:: Source extract ::

25% Flat Sales and Corporate Tax: A Raw Numbers Breakdown


Projected Revenue and Budget Impact

The U.S. could significantly simplify and stabilize its tax structure by replacing the current federal income tax system with a 25% national sales tax on all final consumer purchases and a 25% flat corporate tax on all business profits. Based on the latest data, this dual-tax model would generate approximately $5.5 trillion per year—around $4.5 trillion from consumption and $1 trillion from corporate profits (1)(2). In FY2023, the federal government spent about $6.2 trillion in total (4), meaning this system would fall short by about $700 billion. However, that’s still a $1 trillion improvement over the current $1.7 trillion deficit (5), making it a far more efficient and transparent funding approach.

Coverage of Core Government Services

This model would still fully cover the core of government obligations. Social Security ($1.4T), Medicare ($1.0T), and Medicaid (~$0.5T)—totaling roughly $3 trillion—would be funded with room to spare (3). The simplicity of taxing spending and profits instead of income could reduce administrative overhead, limit evasion through deductions, and allow Americans to see clearly what they’re contributing. Most importantly, it gives individuals more control over their tax exposure: you only pay more tax if you choose to spend more.

Discretionary Spending Across Income Levels

Critics often claim that a sales tax hits low-income earners harder, but current data on consumer behavior shows a deeper story. According to the Bureau of Labor Statistics, lower-income households (avg. income ~$15.6K) spend about $5,100 annually on non-essentials, including entertainment, dining out, and apparel—about 33% of their income (6). Middle-income households (avg. income ~$71K) spend $10,000 on non-essentials, which is 14% of their income, while higher-income households (avg. income ~$264K) spend $28,300, or only ~11% of their income on similar items (6). These numbers show that the less you spend on non-essentials, the less you pay in sales tax, regardless of income level.


Spending Behavior and Tax Exposure

In other words, if households—particularly those in tighter financial positions—cut back on unnecessary expenses, their sales tax burden would shrink significantly. The tax doesn’t penalize income; it responds directly to spending choices. Pairing this with a flat corporate tax ensures businesses contribute proportionally to their profits, while consumers retain autonomy over their financial behavior. In total, this model is fair, clear, and economically sustainable.

Detailed Revenue Breakdown

Revenue From a 25% National Sales Tax

A 25% federal sales tax on all final consumer purchases would generate approximately $4.5 trillion annually. In 2022, total U.S. personal consumption expenditures (PCE) reached $17.4 trillion, and increased to over $18.5 trillion in 2023 (1). Applying a flat 25% tax across this base yields a theoretical revenue of $4.6 trillion, assuming all consumption is taxed and no exemptions or compliance issues exist. This figure includes goods and services bought by households, covering the bulk of retail economic activity.

:::
:: Raw data ::

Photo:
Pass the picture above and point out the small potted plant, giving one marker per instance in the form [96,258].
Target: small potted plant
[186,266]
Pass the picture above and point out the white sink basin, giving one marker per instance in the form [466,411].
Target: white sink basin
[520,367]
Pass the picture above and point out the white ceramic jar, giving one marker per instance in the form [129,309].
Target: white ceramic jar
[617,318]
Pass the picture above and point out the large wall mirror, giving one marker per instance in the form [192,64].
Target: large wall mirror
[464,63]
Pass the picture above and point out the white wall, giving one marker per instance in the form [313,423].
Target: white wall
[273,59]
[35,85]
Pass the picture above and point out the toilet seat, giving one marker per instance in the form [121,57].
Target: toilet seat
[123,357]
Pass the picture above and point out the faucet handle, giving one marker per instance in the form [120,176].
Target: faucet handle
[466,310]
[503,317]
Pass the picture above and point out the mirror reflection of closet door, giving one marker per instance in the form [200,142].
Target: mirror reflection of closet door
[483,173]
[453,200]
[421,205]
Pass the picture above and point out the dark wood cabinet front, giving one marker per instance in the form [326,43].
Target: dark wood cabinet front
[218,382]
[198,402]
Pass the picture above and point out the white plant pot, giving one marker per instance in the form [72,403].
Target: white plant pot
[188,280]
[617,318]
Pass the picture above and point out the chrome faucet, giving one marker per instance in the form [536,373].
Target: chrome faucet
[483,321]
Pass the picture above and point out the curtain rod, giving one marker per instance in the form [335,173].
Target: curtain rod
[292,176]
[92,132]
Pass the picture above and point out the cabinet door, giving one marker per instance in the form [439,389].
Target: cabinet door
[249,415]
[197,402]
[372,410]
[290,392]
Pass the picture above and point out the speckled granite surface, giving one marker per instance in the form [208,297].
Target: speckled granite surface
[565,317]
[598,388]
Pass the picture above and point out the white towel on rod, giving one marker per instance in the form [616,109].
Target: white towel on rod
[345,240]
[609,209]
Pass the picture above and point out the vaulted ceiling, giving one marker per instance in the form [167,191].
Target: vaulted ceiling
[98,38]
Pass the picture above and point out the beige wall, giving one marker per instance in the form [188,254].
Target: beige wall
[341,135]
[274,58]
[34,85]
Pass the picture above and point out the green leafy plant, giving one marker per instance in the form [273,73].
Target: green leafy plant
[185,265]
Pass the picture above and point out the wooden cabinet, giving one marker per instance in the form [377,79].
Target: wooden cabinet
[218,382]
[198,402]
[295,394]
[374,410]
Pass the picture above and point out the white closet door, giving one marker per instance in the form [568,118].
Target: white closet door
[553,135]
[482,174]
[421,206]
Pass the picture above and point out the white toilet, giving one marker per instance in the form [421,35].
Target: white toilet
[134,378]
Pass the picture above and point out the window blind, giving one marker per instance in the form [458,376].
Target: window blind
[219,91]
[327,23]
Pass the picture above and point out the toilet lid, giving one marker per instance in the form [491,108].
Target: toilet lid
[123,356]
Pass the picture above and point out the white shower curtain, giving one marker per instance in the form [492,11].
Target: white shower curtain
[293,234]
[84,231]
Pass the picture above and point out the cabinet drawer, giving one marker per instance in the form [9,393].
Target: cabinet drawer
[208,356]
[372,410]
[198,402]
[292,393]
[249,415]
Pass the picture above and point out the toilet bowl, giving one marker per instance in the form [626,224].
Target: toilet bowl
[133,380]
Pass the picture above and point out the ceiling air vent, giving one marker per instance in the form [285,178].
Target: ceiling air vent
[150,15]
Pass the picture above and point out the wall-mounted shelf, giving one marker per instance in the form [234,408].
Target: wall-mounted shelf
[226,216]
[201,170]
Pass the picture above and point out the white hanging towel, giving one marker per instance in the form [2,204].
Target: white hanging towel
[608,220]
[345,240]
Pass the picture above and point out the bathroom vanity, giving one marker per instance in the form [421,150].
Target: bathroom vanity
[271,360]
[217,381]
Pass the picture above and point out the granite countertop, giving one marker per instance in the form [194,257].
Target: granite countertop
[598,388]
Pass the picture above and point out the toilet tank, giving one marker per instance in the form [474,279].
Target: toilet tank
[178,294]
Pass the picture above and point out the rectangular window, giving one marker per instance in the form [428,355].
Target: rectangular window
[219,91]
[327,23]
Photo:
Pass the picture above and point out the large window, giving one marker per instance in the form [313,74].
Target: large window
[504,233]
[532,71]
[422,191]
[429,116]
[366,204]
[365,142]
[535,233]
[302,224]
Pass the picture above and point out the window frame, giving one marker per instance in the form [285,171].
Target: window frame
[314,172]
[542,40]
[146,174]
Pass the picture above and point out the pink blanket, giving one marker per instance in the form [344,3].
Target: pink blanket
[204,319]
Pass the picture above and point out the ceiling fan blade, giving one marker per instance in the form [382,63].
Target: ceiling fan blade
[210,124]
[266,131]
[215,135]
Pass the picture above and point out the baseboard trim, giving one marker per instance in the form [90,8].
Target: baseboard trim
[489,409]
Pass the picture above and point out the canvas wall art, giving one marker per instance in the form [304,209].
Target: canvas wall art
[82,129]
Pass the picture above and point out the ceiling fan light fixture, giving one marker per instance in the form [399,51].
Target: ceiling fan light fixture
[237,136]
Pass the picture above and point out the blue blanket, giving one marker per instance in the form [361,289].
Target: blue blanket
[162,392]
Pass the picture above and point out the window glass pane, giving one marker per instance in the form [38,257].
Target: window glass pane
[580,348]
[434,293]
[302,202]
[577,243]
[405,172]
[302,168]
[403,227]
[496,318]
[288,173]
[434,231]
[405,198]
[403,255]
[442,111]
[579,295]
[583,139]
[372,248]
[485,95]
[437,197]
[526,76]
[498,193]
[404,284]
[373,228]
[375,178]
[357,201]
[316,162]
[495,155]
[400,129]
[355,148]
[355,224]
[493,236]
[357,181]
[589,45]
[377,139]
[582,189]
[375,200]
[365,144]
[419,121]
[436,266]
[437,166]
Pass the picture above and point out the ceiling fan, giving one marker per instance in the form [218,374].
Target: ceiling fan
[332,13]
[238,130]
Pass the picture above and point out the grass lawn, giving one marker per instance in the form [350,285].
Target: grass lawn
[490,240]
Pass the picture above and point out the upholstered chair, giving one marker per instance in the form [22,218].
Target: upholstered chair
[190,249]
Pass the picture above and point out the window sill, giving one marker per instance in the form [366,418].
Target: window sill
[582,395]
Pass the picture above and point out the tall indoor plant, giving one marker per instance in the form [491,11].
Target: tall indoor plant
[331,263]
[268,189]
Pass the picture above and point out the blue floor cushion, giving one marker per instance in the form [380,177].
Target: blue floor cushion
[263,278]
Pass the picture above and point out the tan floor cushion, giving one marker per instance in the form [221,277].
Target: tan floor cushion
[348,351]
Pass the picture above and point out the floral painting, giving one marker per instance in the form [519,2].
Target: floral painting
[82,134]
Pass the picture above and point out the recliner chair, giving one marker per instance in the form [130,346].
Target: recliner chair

:::

*Prompt A*:
Answer these from the flat-tax breakdown above, one answer per line, marked the same way:
(i) About how much did the federal government spend in total in FY2023?
(ii) What is the average income given for middle-income households?
(iii) What did total U.S. personal consumption expenditures reach in 2022?
*Prompt B*:
List every government program the flat-tax breakdown names as a core obligation, each with the dollar amount it gives.

*Exercise result A*:
(i) About $6.2 trillion
(ii) About $71K
(iii) $17.4 trillion

*Exercise result B*:
Social Security: $1.4T
Medicare: $1.0T
Medicaid: ~$0.5T